START Provided information
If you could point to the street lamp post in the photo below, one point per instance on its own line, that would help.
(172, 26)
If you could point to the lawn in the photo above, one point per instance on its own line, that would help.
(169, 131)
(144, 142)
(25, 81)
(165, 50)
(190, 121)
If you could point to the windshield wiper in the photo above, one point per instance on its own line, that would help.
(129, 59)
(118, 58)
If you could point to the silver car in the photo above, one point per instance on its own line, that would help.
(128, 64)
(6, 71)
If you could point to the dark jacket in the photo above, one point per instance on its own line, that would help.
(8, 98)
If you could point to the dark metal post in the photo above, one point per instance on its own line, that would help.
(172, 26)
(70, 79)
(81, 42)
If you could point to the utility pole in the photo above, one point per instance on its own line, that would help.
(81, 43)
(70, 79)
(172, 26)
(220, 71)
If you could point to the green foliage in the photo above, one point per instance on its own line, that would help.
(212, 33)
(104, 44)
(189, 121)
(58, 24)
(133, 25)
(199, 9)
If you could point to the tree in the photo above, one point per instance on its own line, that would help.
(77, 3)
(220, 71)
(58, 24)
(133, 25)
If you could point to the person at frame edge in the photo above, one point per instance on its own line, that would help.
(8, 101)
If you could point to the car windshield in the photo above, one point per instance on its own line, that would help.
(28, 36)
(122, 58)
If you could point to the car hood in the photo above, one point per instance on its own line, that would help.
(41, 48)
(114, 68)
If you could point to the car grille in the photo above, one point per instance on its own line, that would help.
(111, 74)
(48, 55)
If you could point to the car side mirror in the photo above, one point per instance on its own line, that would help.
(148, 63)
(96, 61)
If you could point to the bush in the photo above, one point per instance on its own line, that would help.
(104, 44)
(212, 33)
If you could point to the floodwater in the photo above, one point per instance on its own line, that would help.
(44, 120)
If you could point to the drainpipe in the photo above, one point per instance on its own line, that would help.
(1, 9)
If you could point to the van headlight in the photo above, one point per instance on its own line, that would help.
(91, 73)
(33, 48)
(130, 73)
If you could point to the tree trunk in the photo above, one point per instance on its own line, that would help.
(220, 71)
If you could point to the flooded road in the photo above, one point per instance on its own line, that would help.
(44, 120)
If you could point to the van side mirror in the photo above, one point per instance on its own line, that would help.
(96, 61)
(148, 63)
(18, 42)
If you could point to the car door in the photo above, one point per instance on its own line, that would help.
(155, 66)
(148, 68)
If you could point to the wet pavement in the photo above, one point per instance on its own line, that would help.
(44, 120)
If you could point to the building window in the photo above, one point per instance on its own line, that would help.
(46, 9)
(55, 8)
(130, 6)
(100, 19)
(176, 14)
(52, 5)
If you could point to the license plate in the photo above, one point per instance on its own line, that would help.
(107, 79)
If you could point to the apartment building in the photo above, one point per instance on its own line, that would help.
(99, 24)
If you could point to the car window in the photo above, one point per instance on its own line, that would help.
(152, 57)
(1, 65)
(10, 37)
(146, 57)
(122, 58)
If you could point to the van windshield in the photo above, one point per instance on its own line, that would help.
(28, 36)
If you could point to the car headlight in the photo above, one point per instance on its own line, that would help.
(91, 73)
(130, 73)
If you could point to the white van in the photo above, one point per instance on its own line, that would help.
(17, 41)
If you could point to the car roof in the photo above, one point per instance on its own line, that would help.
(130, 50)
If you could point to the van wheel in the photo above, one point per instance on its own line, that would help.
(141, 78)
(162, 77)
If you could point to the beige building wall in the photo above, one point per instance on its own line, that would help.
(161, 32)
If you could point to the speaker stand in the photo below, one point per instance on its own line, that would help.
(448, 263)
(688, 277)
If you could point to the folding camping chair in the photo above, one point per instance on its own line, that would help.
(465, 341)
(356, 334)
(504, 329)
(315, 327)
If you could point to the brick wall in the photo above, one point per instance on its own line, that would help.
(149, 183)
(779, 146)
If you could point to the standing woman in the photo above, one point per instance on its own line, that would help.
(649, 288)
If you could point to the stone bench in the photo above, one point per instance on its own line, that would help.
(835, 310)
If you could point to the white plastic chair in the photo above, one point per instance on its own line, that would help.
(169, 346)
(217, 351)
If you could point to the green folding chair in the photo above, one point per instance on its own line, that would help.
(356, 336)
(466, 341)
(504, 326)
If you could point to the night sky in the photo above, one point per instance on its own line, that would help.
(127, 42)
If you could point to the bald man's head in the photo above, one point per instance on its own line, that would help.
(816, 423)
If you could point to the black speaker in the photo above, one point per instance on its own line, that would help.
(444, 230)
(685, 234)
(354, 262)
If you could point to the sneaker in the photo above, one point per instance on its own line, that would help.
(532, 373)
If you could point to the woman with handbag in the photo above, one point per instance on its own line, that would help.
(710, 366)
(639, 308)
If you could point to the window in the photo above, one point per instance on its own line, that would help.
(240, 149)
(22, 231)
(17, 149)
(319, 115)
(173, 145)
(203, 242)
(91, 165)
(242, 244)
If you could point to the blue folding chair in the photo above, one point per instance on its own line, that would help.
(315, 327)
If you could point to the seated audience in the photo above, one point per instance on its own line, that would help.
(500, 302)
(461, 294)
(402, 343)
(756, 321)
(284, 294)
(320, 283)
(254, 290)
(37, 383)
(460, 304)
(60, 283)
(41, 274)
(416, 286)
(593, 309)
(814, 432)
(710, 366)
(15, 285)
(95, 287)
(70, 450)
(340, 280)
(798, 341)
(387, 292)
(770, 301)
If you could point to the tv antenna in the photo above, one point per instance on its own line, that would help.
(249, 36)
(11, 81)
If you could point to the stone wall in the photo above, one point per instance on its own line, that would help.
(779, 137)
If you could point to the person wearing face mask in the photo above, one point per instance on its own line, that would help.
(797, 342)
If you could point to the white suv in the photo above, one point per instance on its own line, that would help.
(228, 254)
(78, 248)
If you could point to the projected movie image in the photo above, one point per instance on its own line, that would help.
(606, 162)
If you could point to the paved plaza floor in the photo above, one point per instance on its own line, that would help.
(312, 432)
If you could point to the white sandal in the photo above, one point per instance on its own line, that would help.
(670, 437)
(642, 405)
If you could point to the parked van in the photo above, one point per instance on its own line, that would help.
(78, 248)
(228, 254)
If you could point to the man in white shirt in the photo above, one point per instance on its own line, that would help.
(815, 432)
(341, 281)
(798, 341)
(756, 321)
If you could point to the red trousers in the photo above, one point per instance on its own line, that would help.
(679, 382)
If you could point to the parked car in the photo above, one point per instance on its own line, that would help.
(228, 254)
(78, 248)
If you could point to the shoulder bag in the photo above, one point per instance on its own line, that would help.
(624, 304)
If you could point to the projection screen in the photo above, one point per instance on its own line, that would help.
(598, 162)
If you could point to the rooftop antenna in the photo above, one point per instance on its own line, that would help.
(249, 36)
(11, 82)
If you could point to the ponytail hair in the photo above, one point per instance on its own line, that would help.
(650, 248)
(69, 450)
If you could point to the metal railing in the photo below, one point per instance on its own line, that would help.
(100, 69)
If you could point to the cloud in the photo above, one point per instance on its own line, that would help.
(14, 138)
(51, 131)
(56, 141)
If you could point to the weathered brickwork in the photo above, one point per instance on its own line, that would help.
END Provided information
Task details: Copy out the lines starting at the one containing "If you could point to the parked van" and ending with the last line of the entries. Include nothing else.

Reply to the exercise:
If you could point to the parked van in the photo above, one point per instance on its own line, that would help.
(78, 248)
(228, 254)
If you could point to the man in white shirt in the photo above, one point per instance on its own line, that would help.
(815, 432)
(341, 281)
(798, 341)
(756, 321)
If you could point to the red trousers in the photo above, one point per instance on its own line, that would help.
(679, 382)
If you could point to the parked car in the photo above, one point per instance on its own line, that would help.
(228, 254)
(78, 248)
If you could point to the shoulder bag in the photo above, one point per instance on its own line, that would help.
(624, 304)
If you could point to the projection screen in the photo above, one point per instance on its own line, that would help.
(598, 162)
If you could point to the rooftop antenna in the photo above, one point per instance on its own line, that would help.
(249, 36)
(11, 82)
If you could point to the ponytail hair in the photo above, one point per instance on its own line, that would help.
(650, 248)
(69, 450)
If you could point to the metal railing in the photo below, one point per instance on its own line, that would help.
(100, 69)
If you could point to the cloud in the photo above, one point per instance on its own line, that would help.
(14, 138)
(51, 131)
(56, 141)
If you could point to the weathered brickwork in the photo above, one point per instance on its own line, that would help.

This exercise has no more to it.